Please rewrite the part of the Arkwright biography starting with "When the wig" and going on through "the right invention.", using "painstaking" in place of "laborious".

SOURCE EXTRACT —
┄┄┄┄┄┄┄┄┄┄┄┄┄┄┄┄┄┄┄┄

Richard Arkwright: Biography

Image: Shutterstock.com | Above: An illustration of Sir Richard Arkwright taken from Meyers Lexicon books published between 1905 and 1909

‘Cotton King’ Richard Arkwright was the father of the factory; the ‘Ford’ of his day; and one of the founders of the industrial revolution.

“The spinning wheel made England into a powerhouse.”

Mark Frauenfelder

Richard Arkwright is born in Preston on 23 December 1732. He’s the youngest of thirteen children. Only seven of them make it through childhood. His father, Thomas, is a struggling tailor. Richard will have a lifelong fascination with fabrics and attraction to wealth. The last of a large family, there’s no money to school him. So his cousin Ellen teaches him to read and write. Richard determines to escape the poverty of his situation.

He starts works as an apprentice barber. In 1755, he marries Patience Holt. They have a son. But a year later, Patience is dead. Grief gives way to ambition. Richard, a hairdresser, decides he wants to become an entrepreneur and start his own company. Richard’s second marriage is to Margaret Biggins in 1761. They have three children. Only their daughter survives into adulthood.

WATERPROOF WIGS

Arkwright believes the real money in hair is not in cutting it, but in collecting it. He decides to manufacture male wigs. But by the time he starts up his own Bolton based business in 1762, the fashion for them is already passing its peak. During his travels round the country collecting hair he comes across a method for dyeing it that makes it waterproof. The extra cash it generates will give him the money to finance the development of his first spinning machine. But it’s his ability to network on his travels, with weavers, spinners, indeed anyone with a better idea than him that will really make his fortune.

COTTAGE INDUSTRY

When the wig making business starts to decline, Arkwright explores the new mechanical inventions in the textiles industry. The textile business at this time is often literally a cottage industry. Raw cotton is turned into threads using a spinning wheel in the family home. These turn cotton or wool into threads, one at a time, which are then woven onto looms to make fabric. This fabric can be then used to make, for example, clothes. It’s an extremely laborious process. There’s a technological race to find a mechanical solution. Arkwright believes he can make his fortune from the right invention.

MAN TO MACHINE

A machine for carding cotton, forming strands of cotton ready for spinning, and a labour saving spinning jenny has already been invented by the time Arkwright enters the race. In 1767, he teams up with a Warrington watch and clockmaker, John Kay. Kay and reed-maker Thomas Highs have been working on a mechanical spinning machine. But a lack of funding frustrates them. With Arkwright’s financial backing, Kay creates a working machine. It substitutes the need for human hands and fingers using instead machine and metal to create stronger spun thread, more quickly and easily. It will revolutionise the world of work but it will also make thousands of skilled workers obsolete.

┄┄┄┄┄┄┄┄┄┄┄┄┄┄┄┄┄┄┄┄

DATASET RECORDS —
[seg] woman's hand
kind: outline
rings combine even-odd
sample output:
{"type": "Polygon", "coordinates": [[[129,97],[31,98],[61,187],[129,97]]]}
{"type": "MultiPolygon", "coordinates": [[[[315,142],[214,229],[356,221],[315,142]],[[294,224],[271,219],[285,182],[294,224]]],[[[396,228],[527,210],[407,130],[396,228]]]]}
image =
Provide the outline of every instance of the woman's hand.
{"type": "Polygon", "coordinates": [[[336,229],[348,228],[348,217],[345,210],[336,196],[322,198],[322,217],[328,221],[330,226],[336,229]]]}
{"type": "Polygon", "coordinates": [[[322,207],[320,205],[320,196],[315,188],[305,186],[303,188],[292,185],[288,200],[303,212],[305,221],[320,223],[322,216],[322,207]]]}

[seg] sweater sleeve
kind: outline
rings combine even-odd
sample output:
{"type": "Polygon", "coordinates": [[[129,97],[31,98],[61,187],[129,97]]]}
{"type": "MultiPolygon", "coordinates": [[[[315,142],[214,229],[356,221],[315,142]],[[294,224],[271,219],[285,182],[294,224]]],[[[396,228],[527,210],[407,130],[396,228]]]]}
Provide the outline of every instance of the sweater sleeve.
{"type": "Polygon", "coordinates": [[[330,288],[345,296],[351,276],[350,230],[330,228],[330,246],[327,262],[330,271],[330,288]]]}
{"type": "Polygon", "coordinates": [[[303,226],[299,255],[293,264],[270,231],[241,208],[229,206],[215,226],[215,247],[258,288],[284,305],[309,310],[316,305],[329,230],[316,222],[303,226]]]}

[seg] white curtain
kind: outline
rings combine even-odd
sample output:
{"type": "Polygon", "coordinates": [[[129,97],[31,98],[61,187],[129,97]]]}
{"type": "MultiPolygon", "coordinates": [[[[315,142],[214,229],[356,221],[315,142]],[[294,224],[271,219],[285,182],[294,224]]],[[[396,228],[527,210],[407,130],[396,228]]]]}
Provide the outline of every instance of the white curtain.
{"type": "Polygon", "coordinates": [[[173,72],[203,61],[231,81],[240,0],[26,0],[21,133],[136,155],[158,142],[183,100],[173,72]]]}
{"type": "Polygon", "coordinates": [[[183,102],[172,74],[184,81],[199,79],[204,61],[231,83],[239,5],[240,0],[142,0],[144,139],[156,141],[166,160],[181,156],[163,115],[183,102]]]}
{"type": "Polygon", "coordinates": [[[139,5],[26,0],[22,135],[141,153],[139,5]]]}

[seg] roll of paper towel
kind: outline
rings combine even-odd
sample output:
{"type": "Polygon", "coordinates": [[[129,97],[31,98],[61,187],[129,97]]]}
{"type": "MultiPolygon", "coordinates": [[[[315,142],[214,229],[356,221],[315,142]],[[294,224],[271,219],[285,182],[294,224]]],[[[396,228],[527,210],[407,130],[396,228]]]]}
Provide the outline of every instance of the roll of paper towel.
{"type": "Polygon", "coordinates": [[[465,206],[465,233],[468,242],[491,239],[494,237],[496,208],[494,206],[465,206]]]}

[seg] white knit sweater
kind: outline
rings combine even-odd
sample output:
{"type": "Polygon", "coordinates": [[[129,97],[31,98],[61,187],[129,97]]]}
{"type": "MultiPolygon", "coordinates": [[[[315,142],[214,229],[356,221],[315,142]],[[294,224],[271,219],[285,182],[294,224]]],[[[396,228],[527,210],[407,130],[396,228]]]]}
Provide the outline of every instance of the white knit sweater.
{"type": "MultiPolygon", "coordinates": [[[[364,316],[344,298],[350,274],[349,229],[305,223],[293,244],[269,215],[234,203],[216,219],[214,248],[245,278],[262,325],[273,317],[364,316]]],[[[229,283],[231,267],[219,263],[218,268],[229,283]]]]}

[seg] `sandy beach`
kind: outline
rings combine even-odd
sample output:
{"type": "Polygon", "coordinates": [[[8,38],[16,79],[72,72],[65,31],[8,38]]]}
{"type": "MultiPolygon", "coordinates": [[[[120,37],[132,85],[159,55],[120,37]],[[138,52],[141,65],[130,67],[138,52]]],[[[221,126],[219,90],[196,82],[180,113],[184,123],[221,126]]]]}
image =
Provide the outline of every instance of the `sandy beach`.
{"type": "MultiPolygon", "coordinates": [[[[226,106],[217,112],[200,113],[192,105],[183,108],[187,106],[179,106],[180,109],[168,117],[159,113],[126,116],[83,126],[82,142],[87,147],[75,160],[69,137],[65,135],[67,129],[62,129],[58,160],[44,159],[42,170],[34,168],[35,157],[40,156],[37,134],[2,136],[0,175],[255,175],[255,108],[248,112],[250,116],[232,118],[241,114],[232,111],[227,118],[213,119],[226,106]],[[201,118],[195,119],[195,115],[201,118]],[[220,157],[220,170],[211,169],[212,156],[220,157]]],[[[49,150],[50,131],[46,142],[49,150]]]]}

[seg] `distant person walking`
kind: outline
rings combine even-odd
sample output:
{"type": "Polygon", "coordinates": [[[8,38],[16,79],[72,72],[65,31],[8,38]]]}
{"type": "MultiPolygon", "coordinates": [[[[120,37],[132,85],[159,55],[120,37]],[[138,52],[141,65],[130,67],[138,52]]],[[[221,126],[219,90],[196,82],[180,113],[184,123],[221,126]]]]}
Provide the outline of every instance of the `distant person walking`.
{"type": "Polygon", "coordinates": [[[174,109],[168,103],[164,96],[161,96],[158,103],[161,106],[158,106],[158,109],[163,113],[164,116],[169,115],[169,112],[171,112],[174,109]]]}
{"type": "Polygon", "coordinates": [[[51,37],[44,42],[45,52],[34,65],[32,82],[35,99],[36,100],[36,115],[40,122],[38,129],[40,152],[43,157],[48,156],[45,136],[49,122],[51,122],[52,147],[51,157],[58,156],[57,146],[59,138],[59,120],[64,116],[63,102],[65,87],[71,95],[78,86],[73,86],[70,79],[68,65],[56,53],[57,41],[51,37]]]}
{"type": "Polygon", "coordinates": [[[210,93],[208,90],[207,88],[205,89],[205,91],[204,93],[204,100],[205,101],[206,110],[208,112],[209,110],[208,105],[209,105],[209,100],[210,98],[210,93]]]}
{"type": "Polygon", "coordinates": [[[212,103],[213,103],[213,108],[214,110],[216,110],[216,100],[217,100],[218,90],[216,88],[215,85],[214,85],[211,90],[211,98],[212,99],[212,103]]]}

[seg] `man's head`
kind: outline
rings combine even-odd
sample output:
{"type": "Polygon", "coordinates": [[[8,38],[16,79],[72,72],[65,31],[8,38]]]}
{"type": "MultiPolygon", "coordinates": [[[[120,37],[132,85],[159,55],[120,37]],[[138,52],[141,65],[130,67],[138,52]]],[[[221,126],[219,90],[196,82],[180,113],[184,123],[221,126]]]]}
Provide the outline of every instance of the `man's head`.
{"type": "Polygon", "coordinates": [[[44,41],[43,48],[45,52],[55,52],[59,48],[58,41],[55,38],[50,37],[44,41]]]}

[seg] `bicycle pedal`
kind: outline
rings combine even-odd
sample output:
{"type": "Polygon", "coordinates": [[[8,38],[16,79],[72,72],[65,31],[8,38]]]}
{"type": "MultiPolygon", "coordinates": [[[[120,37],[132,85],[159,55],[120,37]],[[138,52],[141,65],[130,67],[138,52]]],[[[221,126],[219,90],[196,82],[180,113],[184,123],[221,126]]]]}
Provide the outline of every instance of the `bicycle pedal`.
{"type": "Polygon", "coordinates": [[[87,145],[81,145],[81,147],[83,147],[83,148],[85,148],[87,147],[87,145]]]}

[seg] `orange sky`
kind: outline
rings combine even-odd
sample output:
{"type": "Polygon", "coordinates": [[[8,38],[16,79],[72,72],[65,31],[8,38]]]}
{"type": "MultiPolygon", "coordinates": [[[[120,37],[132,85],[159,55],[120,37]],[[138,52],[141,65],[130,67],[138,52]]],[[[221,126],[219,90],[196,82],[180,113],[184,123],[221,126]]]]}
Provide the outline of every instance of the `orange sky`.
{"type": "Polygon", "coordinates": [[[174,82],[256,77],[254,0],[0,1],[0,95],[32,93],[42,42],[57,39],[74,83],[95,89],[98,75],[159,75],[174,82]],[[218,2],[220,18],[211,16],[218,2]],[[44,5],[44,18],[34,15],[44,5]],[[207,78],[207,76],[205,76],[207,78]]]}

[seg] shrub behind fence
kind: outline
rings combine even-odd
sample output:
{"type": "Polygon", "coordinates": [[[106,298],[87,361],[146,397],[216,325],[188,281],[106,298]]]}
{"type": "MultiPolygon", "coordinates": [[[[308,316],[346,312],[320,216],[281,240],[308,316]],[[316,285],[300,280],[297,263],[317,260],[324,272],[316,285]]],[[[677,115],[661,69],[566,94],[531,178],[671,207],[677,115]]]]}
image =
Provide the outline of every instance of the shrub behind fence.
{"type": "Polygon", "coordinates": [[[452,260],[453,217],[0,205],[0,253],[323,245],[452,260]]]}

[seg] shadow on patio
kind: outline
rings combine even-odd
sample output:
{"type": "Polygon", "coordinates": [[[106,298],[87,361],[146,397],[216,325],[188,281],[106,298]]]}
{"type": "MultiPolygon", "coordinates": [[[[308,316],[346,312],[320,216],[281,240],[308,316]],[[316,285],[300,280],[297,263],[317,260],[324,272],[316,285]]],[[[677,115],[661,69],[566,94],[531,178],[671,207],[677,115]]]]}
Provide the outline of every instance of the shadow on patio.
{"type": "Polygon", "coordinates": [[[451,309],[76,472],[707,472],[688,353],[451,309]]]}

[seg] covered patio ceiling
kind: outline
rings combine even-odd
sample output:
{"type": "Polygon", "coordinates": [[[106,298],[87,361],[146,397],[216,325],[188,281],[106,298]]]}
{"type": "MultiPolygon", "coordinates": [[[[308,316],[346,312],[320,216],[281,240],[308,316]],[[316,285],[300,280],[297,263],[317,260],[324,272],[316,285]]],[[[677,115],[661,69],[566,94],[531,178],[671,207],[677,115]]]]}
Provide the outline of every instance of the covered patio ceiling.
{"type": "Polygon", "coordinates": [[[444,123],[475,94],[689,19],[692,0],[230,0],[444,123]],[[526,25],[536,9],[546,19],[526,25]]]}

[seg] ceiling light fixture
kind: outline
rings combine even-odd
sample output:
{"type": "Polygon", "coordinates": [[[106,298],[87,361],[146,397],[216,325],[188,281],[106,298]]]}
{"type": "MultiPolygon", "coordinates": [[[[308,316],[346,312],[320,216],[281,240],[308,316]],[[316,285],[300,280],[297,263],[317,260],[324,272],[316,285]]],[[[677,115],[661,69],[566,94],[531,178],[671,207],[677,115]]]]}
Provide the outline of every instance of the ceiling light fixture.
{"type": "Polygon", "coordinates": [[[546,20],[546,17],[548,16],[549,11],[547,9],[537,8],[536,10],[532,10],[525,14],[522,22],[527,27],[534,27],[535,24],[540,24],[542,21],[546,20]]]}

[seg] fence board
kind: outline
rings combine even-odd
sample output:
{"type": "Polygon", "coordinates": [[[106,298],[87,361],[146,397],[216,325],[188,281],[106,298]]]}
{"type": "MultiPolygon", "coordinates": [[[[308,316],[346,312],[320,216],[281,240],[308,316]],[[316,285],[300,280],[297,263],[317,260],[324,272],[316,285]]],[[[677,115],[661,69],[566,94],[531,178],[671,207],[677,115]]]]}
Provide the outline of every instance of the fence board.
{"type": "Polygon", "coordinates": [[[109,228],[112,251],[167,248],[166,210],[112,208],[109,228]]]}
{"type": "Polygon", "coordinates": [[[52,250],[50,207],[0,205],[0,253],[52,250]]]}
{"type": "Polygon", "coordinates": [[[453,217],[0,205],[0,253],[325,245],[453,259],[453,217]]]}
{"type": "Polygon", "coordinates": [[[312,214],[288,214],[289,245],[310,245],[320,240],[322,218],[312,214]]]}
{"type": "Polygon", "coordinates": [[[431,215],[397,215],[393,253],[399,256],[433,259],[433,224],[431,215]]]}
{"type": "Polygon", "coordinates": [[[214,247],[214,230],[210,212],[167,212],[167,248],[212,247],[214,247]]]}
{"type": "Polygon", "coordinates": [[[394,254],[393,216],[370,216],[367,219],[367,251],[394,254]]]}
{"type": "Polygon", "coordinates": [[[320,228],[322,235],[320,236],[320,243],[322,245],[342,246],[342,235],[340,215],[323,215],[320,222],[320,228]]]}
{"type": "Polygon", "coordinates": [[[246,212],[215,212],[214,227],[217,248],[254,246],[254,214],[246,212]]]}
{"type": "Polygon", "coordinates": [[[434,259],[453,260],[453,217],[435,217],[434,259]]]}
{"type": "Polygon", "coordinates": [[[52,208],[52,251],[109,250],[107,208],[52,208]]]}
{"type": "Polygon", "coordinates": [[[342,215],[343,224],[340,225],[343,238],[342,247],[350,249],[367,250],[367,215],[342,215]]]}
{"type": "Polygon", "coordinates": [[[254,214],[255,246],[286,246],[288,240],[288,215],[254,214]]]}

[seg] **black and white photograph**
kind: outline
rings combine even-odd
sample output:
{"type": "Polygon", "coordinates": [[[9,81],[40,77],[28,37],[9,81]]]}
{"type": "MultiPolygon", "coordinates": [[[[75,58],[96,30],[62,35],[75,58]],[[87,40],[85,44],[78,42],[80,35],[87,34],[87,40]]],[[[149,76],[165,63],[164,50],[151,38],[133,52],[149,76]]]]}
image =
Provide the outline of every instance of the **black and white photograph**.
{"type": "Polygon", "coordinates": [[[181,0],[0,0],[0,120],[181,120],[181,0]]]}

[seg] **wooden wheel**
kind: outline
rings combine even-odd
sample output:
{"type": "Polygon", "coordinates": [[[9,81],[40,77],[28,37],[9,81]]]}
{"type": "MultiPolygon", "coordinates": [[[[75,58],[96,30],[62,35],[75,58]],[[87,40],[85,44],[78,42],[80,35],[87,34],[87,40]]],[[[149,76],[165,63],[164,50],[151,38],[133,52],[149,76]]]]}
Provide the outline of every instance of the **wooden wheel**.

┄┄┄┄┄┄┄┄┄┄┄┄┄┄┄┄┄┄┄┄

RESULT OF THE TASK —
When the wig making business starts to decline, Arkwright explores the new mechanical inventions in the textiles industry. The textile business at this time is often literally a cottage industry. Raw cotton is turned into threads using a spinning wheel in the family home. These turn cotton or wool into threads, one at a time, which are then woven onto looms to make fabric. This fabric can be then used to make, for example, clothes. It’s an extremely painstaking process. There’s a technological race to find a mechanical solution. Arkwright believes he can make his fortune from the right invention.